## EXERCISE OBJECTIVE
Write out every record below exactly as it appears.
************
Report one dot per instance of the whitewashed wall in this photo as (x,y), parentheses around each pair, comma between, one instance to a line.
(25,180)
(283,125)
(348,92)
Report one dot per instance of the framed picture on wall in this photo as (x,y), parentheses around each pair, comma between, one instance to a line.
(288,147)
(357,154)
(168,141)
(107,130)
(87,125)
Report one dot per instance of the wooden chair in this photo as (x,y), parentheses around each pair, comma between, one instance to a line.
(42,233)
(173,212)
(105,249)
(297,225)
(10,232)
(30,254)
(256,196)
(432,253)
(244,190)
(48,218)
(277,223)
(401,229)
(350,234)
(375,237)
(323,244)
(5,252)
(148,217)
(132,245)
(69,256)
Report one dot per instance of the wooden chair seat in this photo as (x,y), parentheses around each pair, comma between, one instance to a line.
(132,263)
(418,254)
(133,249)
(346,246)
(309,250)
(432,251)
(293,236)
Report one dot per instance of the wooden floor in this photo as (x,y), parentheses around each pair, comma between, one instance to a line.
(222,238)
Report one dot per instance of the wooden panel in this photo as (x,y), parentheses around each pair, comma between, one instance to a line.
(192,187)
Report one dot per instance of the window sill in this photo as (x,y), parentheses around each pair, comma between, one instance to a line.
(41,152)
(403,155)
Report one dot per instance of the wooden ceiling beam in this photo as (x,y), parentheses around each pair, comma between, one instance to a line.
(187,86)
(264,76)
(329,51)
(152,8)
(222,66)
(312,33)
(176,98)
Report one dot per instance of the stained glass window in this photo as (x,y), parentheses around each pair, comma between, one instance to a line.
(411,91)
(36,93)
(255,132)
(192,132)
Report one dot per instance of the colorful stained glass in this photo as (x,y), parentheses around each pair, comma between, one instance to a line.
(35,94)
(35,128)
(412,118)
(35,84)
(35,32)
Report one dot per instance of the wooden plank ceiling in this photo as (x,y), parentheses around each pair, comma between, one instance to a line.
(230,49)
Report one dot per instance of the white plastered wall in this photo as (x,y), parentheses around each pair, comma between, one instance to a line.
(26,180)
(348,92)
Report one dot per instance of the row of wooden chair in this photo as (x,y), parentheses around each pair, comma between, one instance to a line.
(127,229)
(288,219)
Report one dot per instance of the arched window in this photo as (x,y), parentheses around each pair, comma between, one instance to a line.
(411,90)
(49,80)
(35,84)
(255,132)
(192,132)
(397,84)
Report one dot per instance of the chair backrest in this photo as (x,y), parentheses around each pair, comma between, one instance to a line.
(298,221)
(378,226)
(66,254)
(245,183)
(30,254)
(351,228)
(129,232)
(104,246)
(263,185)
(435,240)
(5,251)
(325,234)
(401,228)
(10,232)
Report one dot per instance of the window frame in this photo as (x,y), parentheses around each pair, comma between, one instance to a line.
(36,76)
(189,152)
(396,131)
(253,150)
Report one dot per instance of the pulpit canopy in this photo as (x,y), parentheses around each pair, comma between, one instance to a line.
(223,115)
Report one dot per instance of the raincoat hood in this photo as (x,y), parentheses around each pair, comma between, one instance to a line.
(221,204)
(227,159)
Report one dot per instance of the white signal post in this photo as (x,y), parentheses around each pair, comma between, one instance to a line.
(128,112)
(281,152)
************
## RESULT
Report one dot per instance of the whitewashed wall in this photo as (x,y), parentheses around each pair, comma between, one instance to a line.
(25,180)
(283,125)
(348,92)
Report one dot per instance of the framed picture on wall in this photo as (x,y), parentheses around each pair, comma between, one instance to a line.
(288,147)
(357,154)
(168,141)
(107,130)
(87,125)
Report one dot per instance of the wooden chair in this photo as (x,y), parentheses around each pair, comma between, one instance to a line.
(42,233)
(173,212)
(105,249)
(297,225)
(10,232)
(30,254)
(256,196)
(432,253)
(244,190)
(48,218)
(277,223)
(401,229)
(350,234)
(375,237)
(323,244)
(5,252)
(148,217)
(132,245)
(69,256)
Report one dot per instance of the wooden chair seat in this photo as (x,y), parentheses around each pair, comma between, one instance to a line.
(132,263)
(418,254)
(133,249)
(346,246)
(309,250)
(432,251)
(293,236)
Report one dot per instance of the wooden floor in this photo as (x,y), parentheses around each pair, comma between, one instance to a line.
(222,238)
Report one dot per instance of the wooden panel in this photo as (x,y), parentheses around each pair, comma between, one instance to a line.
(192,187)
Report one dot per instance of the window sill in this photo as (x,y), parentheses around each pair, comma between, one instance to a line.
(41,152)
(403,155)
Report one dot per instance of the wooden ceiling beam in this photo as (x,y), parentheses around each pair, comma between, one instance to a line.
(187,86)
(264,76)
(329,51)
(152,8)
(222,66)
(312,33)
(176,98)
Report one dot per instance of the stained glass window in this photo as (x,y), parentheses around each pair, comma between, one instance to a line.
(411,91)
(36,93)
(255,132)
(192,132)
Report one dot per instance of the colorful stained glass in this photo as (x,y), parentheses around each pair, comma between, one instance to a line.
(35,94)
(35,128)
(412,118)
(35,84)
(35,32)
Report one dot per instance of the wooden plank ceiling in this photo as (x,y), parentheses around each pair, comma between, one instance to a line.
(230,49)
Report one dot per instance of the white plastered wall in this photo as (x,y), parentheses around each pair, comma between, one instance to a line.
(26,180)
(348,92)
Report one dot per instance of the row of wooden chair in this photo as (x,y), parentheses around each pair, comma between, one instance to a line.
(127,229)
(288,219)
Report one dot per instance of the arched window in this photo as (x,y), parentheses around each pair, comma between, one instance to a line.
(411,90)
(49,80)
(35,84)
(255,132)
(192,132)
(397,84)
Report one dot per instance of the chair backrest in this photo as (x,y), parentheses around each pair, comma between, one instance to a line.
(298,221)
(378,226)
(66,254)
(245,183)
(30,254)
(351,228)
(129,232)
(104,246)
(263,185)
(435,240)
(5,251)
(325,234)
(401,228)
(10,232)
Report one dot per instance of the window frame in this photo as (x,y), parentheses around each pair, comma between, one instance to a line.
(36,76)
(189,152)
(396,131)
(253,150)
Report one dot per instance of the pulpit canopy in this photo as (x,y), parentheses around each pair, comma between, one instance to a line.
(223,115)
Report one dot per instance of the raincoat hood in this photo as (x,y), parentheses around each pair, comma between, one instance to a line.
(221,204)
(227,159)
Report one dot per instance of the white signal post in this photo as (x,y), parentheses around each pair, comma between, one instance to a line.
(128,112)
(281,152)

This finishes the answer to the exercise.